Start of Page excerpt
Martyred for the Gospel
The burning of Tharchbishop of Cant. D. Tho. Cranmer in the town dich at Oxford, with his hand first thrust into the fyre, wherwith he subscribed before. [Click on the picture to see Cranmer's last words.]

Daily Bible Verse

Monday, January 04, 2010

No Longer Slaves But Sons

 

No Longer Slaves But Sons


Sermon by Charlie J. Ray


Galatians 4:1-7


Introduction:


In the middle of the Christmas season and the New Year we hardly stop to think about the reason Jesus Christ was born into the world. We are caught up with Christmas shopping, visiting relatives, watching football games on television and various seasonal activities. But according to Saint Paul, in the fullness of time Jesus Christ was born of a woman and came to earth to redeem us from our sins. What is the significance of this world changing and life changing event? I want to dig a little deeper into this text to show the significance of Paul's thinking and how it applies to our situation today.


First, we should realize that Paul is writing not to one church but to several churches in the ancient region of Galatia around 52 A.D. This same area would roughly be in the southeastern part of modern Turkey.


Paul is dealing with a problem where Jewish Christians wish to corrupt the gentile Galatians and force them to be circumcised and to accept all of the Old Testament law concerning ceremonies and sabbaths and festivals. (See Galatians 4:10; Romans 14:5; Colossians 2:16-17) They also want to question Paul's apostolic authority and he answers these questions about his ministry in chapters 1-2. In chapters 3-4 Paul argues that the Old Testament or Old Covenant law is like a guardian or babysitter watching over a child but the New Covenant brings in a new era of freedom under the Spirit as sons of God.
End of Page excerpt
__What needs to be done__: In the sermon excerpt, around what year was Paul writing to the churches of Galatia? The records are not required for the task that follows.
Start of Data supplied
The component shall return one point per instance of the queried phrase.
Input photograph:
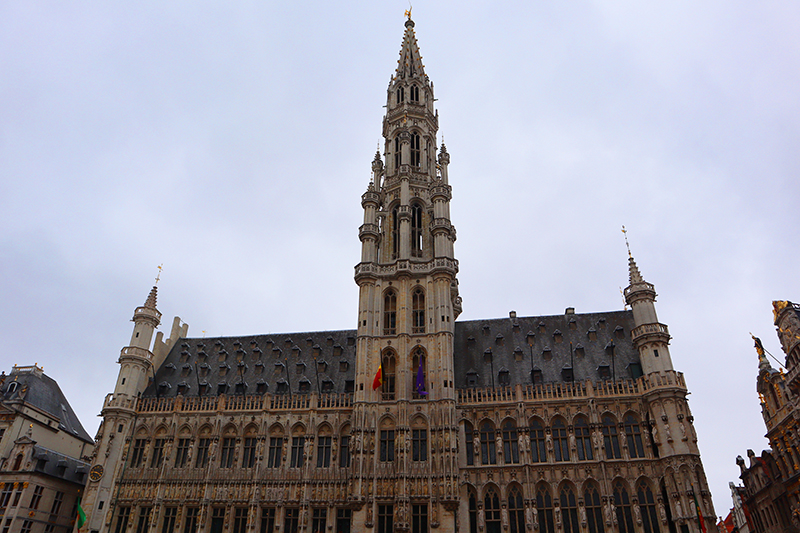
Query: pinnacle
(150, 303)
(634, 275)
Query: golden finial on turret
(627, 245)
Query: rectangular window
(226, 457)
(344, 451)
(249, 453)
(201, 461)
(37, 497)
(170, 515)
(275, 449)
(419, 445)
(298, 443)
(386, 519)
(138, 452)
(267, 520)
(319, 515)
(290, 519)
(387, 445)
(5, 496)
(343, 519)
(419, 518)
(57, 501)
(239, 520)
(143, 524)
(323, 452)
(182, 453)
(123, 515)
(190, 523)
(217, 519)
(158, 453)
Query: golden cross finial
(627, 245)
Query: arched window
(416, 231)
(473, 512)
(418, 311)
(538, 450)
(594, 510)
(623, 504)
(488, 451)
(390, 313)
(516, 510)
(583, 439)
(470, 449)
(510, 443)
(415, 151)
(544, 507)
(569, 510)
(395, 234)
(491, 508)
(560, 441)
(419, 374)
(647, 503)
(388, 373)
(610, 439)
(634, 436)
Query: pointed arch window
(538, 450)
(647, 503)
(560, 442)
(491, 507)
(510, 443)
(583, 440)
(415, 150)
(516, 510)
(470, 449)
(544, 507)
(388, 369)
(390, 313)
(569, 510)
(488, 450)
(623, 503)
(634, 437)
(610, 438)
(418, 311)
(594, 511)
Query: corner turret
(649, 336)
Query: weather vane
(627, 245)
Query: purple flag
(420, 379)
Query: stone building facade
(771, 493)
(567, 423)
(44, 454)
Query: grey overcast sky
(231, 141)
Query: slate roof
(293, 361)
(42, 392)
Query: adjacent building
(44, 454)
(412, 421)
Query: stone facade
(772, 481)
(412, 421)
(44, 454)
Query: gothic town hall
(411, 422)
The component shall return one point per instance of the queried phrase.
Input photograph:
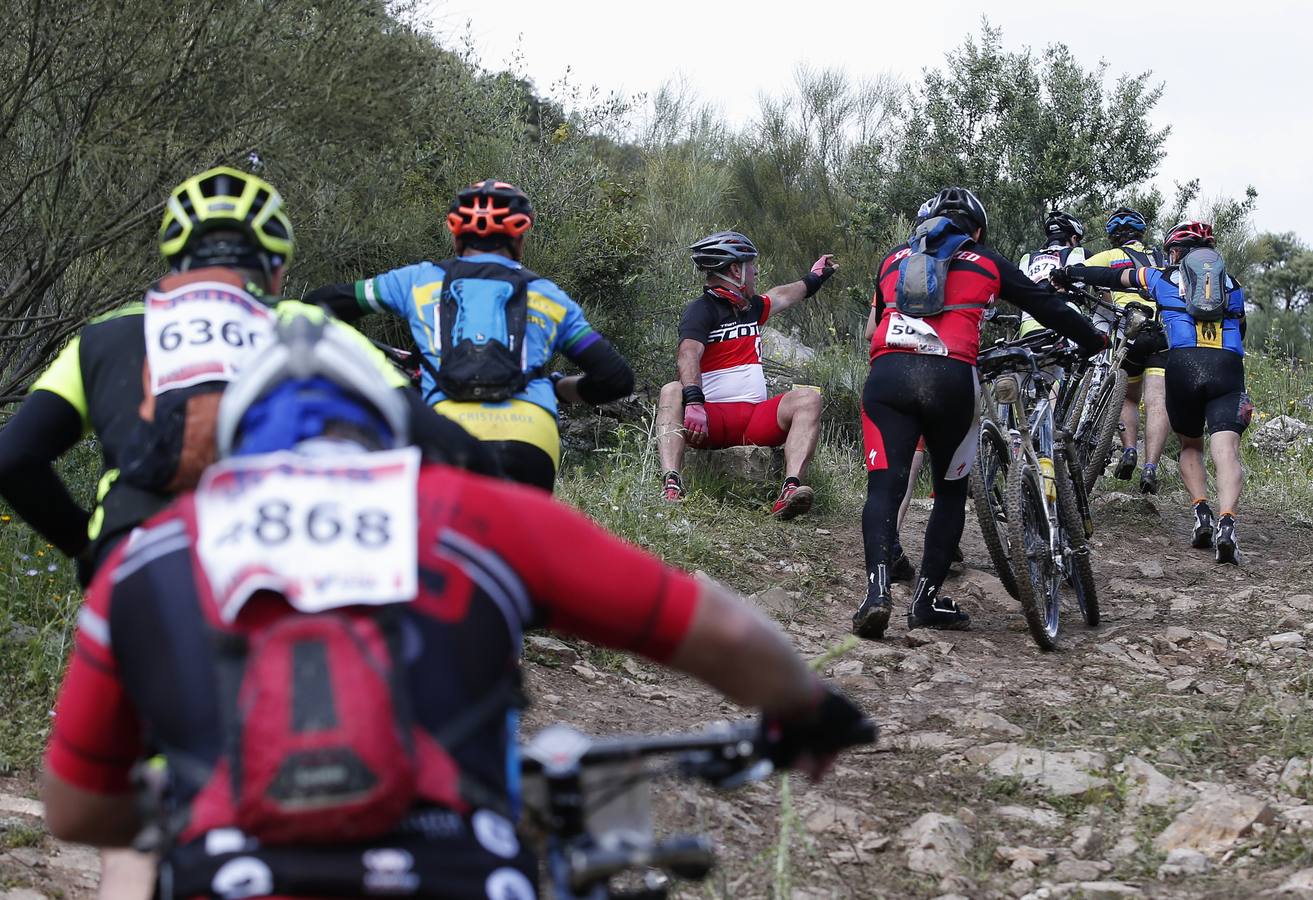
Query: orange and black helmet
End of Data supplied
__Solution to this exercise__: Around 52 A.D.